_Problem to solve:_
Please copy the reply about Row.append() performance from "Therefore, you are" up to and including "crange = range(chunksize)", swapping in "batchsize" wherever "chunksize" appears.

Re: [Pytables-users] Row.append() performance

Anthony Scopatz Mon, 15 Apr 2013 20:58:28 -0700

Hello Shyam,

Can you please post the full traceback?  In any event, I am fairly certain
that this error is coming from the np.fromiter step.  The problem here is
that you are trying to read yur entire SQL query into a single numpy array
in memory.  This is impossible because you don't have enough RAM.
Therefore, you are going to need to read and write in chunks.  Something
like the following:


def getDataAndWriteHDF5(table):
    databaseConn= pyodbc.connect(<connection string>, <password>)
    cursor= databaseConn.cursor()
    cursor.execute("SQL Query")
    dt = np.dtype([('name', numpy.str_, 180), ('address', numpy.str_,
4200),
                   ('email', numpy.str_, 180), ('phone', numpy.str_, 256)])
    citer = iter(cursor)
    chunksize = 4096  # This is just a guess, other values might work better
    crange = range(chunksize)
    while True:
        resultSet = np.fromiter((tuple(row) for i, row in zip(crange,
citer)), dtype=dt)
        table.append(resultSet)
        if len(resultSet) < chunksize:
            break

You may want to tweak some things, but that is the basic strategy.

Be Well
Anthony


On Mon, Apr 15, 2013 at 10:16 PM, Shyam Parimal Katti <spk...@nyu.edu>wrote:

> Hello Anthony,
>
>
> Thank you for your suggestions. When I mentioned that I am reading the data 
> from database, I meant a DB2 database, not a HDF5 database/file.
>
>
> I followed your suggestions, so the code looks as follows:
>
>
> def createHDF5File():
>
>          h5File= tables.openFile(<file name>, mode="a")
>
>           table.createTable(h5File.root, "Contact", Contact, "Contact", 
> expectedrows=7000000)
>
>  .....
>
>
> def getDataAndWriteHDF5(table):
>
>          databaseConn= pyodbc.connect(<connection string>, <password>)
>
>          cursor= databaseConn.cursor()
>
>          cursor.execute("SQL Query")
>
>           resultSet= np.fromiter(( tuple(row) for row in cursor), 
> dtype=[('name', numpy.str_, 180), ('address', numpy.str_, 4200), ('email', 
> numpy.str_, 180), ('phone', numpy.str_, 256)])
>
>            table.append(resultSet)
>
>
>
> Error message: MemoryError: cannot allocate array memory.
>
>
>
> I am setting the `expectedrows` parameter when creating the table in HDF5 
> file, and yet encounter the error above. Looking forward to suggestions.
>
>
>
>
>
> > Hello Anthony,
> >
> > Thank you for replying back with suggestions.
> >
> > In response to your suggestions, I am *not reading the data from a file
> > in the first step, but instead a database*.
> >
>
> Hello Shyam,
>
> To put too fine a point on it, hdf5 databases are files.  And reading from
> any kind of file incurs the same disk read overhead.
>
>
> >  I did try out your 1st suggestion of doing a table.append(list of
> > tuples), which took a little more than the executed time I got with the
> > original code. Can you please guide me in how to chunk the data (that I got
> > from database and stored as a list of tuples in Python) ?

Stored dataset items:
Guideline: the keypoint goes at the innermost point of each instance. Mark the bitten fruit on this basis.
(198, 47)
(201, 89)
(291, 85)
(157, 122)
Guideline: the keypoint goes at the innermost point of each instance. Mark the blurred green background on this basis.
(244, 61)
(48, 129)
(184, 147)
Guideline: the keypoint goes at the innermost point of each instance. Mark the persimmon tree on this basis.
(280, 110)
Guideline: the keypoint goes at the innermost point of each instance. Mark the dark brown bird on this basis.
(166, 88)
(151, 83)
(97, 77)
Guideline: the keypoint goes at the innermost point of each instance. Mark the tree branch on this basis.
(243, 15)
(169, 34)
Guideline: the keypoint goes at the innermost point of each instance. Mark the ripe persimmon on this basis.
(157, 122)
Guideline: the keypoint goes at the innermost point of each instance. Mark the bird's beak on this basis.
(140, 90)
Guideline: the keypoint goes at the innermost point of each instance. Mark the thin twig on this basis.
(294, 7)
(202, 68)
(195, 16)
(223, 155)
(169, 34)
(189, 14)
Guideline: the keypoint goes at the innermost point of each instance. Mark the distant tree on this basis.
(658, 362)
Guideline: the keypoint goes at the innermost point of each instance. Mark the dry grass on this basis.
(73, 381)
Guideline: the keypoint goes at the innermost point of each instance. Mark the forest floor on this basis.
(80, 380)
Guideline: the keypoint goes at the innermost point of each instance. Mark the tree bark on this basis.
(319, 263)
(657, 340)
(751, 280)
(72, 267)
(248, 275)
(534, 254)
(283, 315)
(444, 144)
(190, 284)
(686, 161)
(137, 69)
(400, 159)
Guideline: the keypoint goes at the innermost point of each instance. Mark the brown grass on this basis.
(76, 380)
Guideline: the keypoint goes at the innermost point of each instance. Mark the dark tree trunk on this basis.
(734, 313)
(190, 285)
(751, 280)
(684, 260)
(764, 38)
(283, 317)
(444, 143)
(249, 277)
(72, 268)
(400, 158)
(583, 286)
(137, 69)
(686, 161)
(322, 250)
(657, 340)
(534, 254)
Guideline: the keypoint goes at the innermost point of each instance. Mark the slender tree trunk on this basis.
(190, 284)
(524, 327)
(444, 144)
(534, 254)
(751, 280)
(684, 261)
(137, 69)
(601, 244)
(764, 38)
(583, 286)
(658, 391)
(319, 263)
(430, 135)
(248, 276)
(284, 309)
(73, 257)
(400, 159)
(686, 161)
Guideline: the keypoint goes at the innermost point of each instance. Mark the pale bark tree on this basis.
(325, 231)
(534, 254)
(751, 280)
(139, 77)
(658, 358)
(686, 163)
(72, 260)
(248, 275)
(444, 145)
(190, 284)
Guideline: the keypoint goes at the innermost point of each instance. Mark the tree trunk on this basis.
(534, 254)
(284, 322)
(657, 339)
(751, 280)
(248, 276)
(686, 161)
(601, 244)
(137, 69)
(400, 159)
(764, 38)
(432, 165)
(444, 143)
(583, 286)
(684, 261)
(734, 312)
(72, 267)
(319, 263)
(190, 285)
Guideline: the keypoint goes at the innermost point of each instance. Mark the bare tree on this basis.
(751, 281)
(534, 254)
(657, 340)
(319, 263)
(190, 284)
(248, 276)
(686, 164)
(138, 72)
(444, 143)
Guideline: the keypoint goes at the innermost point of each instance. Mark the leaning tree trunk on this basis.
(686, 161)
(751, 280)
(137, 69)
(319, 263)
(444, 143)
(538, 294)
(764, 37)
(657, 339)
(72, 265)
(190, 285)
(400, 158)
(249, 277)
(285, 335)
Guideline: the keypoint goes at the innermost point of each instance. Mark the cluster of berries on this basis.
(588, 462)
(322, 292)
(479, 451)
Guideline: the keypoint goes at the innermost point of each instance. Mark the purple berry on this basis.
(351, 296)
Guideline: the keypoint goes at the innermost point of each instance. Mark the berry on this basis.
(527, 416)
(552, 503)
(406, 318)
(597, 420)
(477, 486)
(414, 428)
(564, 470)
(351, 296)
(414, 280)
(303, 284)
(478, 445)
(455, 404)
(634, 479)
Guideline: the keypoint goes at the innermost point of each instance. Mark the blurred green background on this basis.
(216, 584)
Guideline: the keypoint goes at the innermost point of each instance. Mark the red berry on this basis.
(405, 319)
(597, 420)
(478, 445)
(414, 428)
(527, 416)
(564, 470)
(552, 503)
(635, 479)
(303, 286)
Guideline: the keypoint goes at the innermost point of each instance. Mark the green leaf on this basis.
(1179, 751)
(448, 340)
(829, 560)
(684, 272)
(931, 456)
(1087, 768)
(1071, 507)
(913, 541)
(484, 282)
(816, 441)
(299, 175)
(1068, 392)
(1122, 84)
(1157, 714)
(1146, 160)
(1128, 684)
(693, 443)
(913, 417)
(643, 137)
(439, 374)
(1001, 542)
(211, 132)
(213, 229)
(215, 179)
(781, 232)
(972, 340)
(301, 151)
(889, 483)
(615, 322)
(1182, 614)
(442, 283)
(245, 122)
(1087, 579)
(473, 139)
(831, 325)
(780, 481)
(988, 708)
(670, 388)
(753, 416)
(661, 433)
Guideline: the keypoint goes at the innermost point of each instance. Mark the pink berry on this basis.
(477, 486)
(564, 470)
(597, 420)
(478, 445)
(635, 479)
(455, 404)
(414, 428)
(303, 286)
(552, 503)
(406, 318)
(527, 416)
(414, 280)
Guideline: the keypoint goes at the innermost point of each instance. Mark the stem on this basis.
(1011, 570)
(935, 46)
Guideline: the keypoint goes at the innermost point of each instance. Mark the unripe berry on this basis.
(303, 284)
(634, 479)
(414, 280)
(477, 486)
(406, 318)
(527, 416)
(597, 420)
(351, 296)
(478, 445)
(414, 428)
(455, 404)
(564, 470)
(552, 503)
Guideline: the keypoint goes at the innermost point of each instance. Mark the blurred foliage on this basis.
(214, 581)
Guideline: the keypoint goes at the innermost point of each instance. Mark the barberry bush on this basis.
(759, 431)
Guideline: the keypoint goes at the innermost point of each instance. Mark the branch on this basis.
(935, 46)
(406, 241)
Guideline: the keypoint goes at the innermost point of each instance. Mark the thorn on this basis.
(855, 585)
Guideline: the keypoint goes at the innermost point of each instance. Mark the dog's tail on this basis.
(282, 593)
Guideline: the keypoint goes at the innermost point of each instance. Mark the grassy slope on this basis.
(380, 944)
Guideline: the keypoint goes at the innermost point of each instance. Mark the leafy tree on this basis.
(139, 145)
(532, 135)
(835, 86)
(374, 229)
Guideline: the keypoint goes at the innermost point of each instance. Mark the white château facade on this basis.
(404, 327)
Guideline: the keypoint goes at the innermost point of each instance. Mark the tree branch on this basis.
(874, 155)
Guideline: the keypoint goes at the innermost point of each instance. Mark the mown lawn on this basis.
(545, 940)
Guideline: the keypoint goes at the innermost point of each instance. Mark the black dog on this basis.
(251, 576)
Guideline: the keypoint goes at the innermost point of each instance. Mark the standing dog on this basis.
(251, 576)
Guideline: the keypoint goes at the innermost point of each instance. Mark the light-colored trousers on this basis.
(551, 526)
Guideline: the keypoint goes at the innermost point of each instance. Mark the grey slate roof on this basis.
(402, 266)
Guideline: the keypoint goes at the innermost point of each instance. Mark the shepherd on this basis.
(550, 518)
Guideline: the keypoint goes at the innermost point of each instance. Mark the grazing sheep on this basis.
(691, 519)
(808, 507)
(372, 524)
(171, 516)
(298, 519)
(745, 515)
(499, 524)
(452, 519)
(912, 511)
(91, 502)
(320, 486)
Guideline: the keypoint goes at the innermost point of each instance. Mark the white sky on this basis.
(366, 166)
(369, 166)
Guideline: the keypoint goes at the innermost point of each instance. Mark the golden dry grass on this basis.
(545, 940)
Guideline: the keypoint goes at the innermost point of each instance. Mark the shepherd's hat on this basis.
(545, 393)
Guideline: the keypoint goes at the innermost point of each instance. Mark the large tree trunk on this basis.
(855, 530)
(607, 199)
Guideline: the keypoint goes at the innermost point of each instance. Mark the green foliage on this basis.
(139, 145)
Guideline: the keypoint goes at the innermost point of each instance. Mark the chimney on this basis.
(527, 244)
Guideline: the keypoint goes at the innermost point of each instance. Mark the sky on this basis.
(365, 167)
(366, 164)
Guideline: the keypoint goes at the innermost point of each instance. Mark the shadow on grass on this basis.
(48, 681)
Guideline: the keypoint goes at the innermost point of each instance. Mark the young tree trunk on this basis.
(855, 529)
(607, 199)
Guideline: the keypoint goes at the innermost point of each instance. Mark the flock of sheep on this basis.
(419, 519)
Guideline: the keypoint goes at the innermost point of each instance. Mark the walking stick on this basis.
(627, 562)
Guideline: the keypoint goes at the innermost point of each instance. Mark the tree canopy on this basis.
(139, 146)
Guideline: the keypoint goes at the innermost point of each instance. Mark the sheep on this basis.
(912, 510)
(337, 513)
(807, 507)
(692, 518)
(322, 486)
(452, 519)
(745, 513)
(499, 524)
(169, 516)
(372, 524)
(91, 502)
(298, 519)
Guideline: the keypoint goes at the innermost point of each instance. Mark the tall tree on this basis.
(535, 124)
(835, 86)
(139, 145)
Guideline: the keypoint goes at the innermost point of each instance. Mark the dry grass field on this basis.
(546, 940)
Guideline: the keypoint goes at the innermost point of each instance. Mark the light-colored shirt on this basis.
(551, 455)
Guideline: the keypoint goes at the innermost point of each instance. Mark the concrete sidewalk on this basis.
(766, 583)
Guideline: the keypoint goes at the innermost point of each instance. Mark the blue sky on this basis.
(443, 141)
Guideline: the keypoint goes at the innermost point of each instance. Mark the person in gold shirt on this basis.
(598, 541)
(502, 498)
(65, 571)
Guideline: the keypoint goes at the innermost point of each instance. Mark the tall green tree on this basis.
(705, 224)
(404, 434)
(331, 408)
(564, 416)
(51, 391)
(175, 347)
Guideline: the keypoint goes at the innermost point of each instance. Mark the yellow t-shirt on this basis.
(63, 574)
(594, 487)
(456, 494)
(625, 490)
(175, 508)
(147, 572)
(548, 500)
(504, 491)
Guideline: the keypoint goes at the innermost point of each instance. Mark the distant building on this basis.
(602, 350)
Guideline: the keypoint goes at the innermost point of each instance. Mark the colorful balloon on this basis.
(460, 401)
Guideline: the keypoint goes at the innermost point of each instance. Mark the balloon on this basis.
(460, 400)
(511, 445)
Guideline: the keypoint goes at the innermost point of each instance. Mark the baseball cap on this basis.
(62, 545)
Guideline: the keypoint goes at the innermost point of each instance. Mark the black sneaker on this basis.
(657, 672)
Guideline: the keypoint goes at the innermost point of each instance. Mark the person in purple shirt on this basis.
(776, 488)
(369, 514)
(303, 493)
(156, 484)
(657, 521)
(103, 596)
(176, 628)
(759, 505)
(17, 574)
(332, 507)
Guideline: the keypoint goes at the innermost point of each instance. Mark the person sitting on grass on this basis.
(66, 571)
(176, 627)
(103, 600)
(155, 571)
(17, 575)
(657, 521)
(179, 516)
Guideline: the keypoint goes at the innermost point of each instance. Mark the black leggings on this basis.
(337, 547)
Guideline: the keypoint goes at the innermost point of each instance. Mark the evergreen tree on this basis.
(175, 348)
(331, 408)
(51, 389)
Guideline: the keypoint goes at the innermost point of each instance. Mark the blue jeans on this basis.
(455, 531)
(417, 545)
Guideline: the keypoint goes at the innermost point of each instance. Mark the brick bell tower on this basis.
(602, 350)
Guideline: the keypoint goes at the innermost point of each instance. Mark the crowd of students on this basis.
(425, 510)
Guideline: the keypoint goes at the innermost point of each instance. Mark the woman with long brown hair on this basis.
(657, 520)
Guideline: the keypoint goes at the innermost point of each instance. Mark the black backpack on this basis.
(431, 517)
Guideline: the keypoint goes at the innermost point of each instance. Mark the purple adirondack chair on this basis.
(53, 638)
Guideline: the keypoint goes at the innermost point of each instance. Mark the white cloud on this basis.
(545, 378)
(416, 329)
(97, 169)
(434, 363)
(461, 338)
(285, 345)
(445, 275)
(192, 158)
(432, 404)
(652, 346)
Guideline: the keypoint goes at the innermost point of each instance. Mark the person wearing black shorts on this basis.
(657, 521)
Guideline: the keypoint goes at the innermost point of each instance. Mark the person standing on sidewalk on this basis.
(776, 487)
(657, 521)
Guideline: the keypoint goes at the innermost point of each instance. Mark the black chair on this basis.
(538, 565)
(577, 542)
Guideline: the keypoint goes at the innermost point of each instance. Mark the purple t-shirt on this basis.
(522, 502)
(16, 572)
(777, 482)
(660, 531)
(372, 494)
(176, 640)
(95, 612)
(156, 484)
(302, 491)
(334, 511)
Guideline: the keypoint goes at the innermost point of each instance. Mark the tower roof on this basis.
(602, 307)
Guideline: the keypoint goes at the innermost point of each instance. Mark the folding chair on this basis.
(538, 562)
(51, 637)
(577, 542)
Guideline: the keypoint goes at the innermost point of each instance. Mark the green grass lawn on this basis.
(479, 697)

_Exercise answer:_
Therefore, you are going to need to read and write in chunks.  Something
like the following:


def getDataAndWriteHDF5(table):
    databaseConn= pyodbc.connect(<connection string>, <password>)
    cursor= databaseConn.cursor()
    cursor.execute("SQL Query")
    dt = np.dtype([('name', numpy.str_, 180), ('address', numpy.str_,
4200),
                   ('email', numpy.str_, 180), ('phone', numpy.str_, 256)])
    citer = iter(cursor)
    batchsize = 4096  # This is just a guess, other values might work better
    crange = range(batchsize)